Every entry is to be set down a second time, precisely as written.

# STORED DATA
....................

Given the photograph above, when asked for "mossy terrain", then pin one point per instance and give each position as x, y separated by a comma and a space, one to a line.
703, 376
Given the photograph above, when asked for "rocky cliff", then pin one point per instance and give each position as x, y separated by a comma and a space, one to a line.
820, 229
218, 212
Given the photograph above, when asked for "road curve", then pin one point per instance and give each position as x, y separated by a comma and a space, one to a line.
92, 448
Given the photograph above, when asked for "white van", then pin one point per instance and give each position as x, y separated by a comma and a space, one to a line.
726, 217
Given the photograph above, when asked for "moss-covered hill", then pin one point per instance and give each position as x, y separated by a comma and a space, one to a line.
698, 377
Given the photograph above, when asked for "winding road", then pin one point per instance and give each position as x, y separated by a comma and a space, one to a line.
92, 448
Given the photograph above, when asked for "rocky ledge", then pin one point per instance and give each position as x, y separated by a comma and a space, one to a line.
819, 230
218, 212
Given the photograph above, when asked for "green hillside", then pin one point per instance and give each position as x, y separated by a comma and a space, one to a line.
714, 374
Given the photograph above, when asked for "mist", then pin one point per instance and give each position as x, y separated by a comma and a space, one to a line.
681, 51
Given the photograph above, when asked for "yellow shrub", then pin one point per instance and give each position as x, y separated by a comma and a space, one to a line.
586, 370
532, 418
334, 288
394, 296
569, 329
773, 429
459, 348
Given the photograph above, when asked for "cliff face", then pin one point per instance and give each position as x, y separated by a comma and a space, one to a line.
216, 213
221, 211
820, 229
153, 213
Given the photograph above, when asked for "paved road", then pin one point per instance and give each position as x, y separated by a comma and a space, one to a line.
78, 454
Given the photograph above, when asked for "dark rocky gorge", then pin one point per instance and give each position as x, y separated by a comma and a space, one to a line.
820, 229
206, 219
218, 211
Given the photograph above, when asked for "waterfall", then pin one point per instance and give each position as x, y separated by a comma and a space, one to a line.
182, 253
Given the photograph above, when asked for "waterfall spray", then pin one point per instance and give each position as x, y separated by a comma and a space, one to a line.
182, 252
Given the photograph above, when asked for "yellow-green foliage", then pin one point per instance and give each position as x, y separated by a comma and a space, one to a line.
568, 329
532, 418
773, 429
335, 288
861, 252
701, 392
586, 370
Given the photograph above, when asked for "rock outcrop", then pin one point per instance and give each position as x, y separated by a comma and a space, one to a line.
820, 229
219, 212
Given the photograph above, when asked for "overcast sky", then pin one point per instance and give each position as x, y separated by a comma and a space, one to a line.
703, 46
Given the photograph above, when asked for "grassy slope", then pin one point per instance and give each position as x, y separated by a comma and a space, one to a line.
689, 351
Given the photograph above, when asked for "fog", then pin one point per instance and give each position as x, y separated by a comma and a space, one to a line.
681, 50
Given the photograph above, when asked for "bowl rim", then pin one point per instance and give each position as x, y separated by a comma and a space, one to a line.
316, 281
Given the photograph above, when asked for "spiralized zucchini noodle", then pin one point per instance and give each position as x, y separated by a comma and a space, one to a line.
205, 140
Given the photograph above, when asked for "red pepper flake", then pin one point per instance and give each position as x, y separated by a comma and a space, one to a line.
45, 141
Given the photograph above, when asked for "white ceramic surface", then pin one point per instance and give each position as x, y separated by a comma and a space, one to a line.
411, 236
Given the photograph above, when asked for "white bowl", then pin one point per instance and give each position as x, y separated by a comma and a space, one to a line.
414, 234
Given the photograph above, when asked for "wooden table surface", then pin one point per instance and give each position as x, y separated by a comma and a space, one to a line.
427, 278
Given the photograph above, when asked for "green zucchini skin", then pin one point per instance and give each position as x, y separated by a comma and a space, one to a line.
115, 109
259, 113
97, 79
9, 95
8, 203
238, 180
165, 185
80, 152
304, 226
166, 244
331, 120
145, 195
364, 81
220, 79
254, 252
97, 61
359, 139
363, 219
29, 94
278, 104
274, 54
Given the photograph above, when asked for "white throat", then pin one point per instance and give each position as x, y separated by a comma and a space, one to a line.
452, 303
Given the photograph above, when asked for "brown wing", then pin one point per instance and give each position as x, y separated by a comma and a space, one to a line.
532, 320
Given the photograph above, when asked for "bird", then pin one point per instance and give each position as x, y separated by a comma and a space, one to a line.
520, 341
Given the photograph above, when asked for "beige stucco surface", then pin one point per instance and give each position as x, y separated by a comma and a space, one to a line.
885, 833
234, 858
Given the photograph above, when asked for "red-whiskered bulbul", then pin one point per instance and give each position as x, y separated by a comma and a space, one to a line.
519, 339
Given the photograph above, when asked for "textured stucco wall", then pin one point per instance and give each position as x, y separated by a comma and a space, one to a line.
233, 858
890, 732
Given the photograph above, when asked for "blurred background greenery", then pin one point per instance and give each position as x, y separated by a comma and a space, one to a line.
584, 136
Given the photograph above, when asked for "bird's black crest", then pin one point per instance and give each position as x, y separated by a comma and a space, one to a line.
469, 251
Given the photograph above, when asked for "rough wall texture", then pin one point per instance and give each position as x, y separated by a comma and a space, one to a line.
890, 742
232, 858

....................

# OUTPUT FOR THIS TASK
Given the photograph above, when asked for "mossy terrain", then pin one point per instance and give each position as x, y separated by a comma and a space, one to a line.
703, 376
Given the photograph above, when asked for "rocky cliff", then pin one point per instance and give each position as x, y separated by a comma and a space, one to a line.
820, 229
218, 212
Given the photograph above, when asked for "road curve", then pin one point per instance and give each position as x, y separated by a comma and a space, one to a line.
92, 448
Given the photograph above, when asked for "white van", then pin one point per instance and give each position as x, y separated by a comma and a space, one to a line.
726, 217
Given the photograph above, when asked for "moss-covered hill", then pin one point per instance and give each position as x, y separated by a comma and a space, one to a line.
698, 377
Given the photograph above, when asked for "winding road", then pin one point per instance and give each position as x, y separated by a comma and a space, one to a line.
92, 448
Given the photograph above, when asked for "rocky ledge", then pin one point per instance and give each position as x, y separated by a comma and a space, one to a line.
819, 230
218, 212
Given the photograph above, when asked for "green hillside", then pin one point per instance and give each position as x, y separated by a comma and a space, one to a line.
714, 374
Given the photograph above, when asked for "mist", then pin one point per instance and give each position as x, y separated by a comma and a space, one to a line.
681, 51
Given the photograph above, when asked for "yellow shrub", then pin one point per instance and give each position as x, y separated by a comma and a space, one to a line.
586, 370
532, 418
334, 288
394, 296
569, 329
773, 429
459, 348
Given the photograph above, when asked for "cliff face", then pin one point per instance and give each position as x, y separated by a comma and a space, one to a line.
216, 213
221, 211
820, 229
153, 213
Given the photograph above, when asked for "paved road", then pin one point per instance and give each position as x, y separated by a comma and a space, one to a line.
78, 454
Given the photograph above, when asked for "dark rocky gorge", then pin one point per instance and give each position as x, y separated by a comma and a space, one to a line.
820, 229
206, 219
218, 211
Given the photograph above, when asked for "waterfall", then pin one point per instance and give each position as x, y separated by a comma and a space, one to a line.
182, 253
Given the photograph above, when asked for "waterfall spray", then pin one point per instance and give each position as x, y separated by a comma and a space, one to a line.
182, 252
Given the photograph above, when asked for "yellow-green foliage", then pin one point per instance and give each position as x, y separated by a comma and a space, one to a line.
568, 329
532, 418
773, 429
335, 288
861, 252
701, 392
586, 370
Given the photograph above, when asked for "rock outcrop", then pin one point per instance and give each position as x, y separated by a comma and a space, one to a line.
820, 229
219, 212
Given the photograph above, when asked for "overcast sky", then pin one point per instance and give each position as x, y separated by a comma and a space, one to a line.
703, 46
Given the photograph above, when asked for "grassy slope", then pin one point per instance and give each position as x, y separated by a comma and a space, one to a line.
689, 351
Given the photograph above, when asked for "fog", then pin one point per instance and give each position as x, y separated by a comma and a space, one to a line.
681, 50
Given the photograph above, when asked for "bowl rim", then pin one point per instance and give each position as x, y separated by a comma and a space, one to a line.
316, 281
Given the photograph above, when asked for "spiralized zucchini noodle", then pin one point per instance and give each position as x, y separated by a comma and a space, one to a line.
205, 140
Given the photograph above, when asked for "red pepper flake", then pin one point per instance and give each position as x, y separated by a comma and a space, one to a line.
45, 141
Given the photograph above, when asked for "white ceramic surface", then pin one point per instance and give each position as x, y separated by a comma and a space, one to a line.
411, 236
Given the photograph above, when asked for "white bowl", then pin one point per instance and give each position as x, y separated by a comma and a space, one to a line.
414, 234
Given the photograph above, when asked for "wooden table surface", then pin one point per instance and give each position as x, y separated by a comma and a space, one to a line.
427, 278
Given the photograph above, when asked for "green zucchini skin", then pin one point per instance and give each position as x, y separated by a comma and a space, one to a line.
115, 109
259, 113
97, 79
9, 95
8, 203
238, 180
165, 185
80, 152
304, 226
166, 244
331, 120
145, 195
364, 81
220, 79
254, 252
97, 61
359, 139
363, 219
29, 94
278, 104
274, 54
Given the photograph above, when asked for "white throat", then pin one point per instance and give each position as x, y separated by a comma and a space, one to a line.
452, 303
Given the photograph above, when asked for "brown wing", then pin one point per instance and give each position as x, y separated by a comma and a space, one to a line.
532, 320
Given the photograph above, when asked for "bird", then pin one point per instance and give each position as x, y separated by a comma and a space, one to a line.
520, 341
Given the photograph above, when asked for "beige stucco surface", then pin one point per instance and give each position as x, y separated by a comma and a space, one to a line.
885, 833
234, 858
Given the photograph above, when asked for "red-whiskered bulbul", then pin one point per instance and give each position as x, y separated by a comma and a space, one to a line.
519, 339
Given the photograph above, when asked for "textured stucco wall", then pin one point per instance and give each position as x, y separated by a comma and a space, one to a line.
233, 858
890, 732
Given the photograph above, when asked for "blurred background greenery", then pin one point per instance and give each position as x, y separated by a comma and a space, one to a line.
584, 136
Given the photograph above, when asked for "bird's black crest", then pin one point per instance and give each position as x, y separated by a comma and a space, one to a line.
469, 251
Given the photograph above, when asked for "rough wall texture", then pin one point per instance and give each position as x, y separated by a comma and a space, one to a line.
890, 742
232, 858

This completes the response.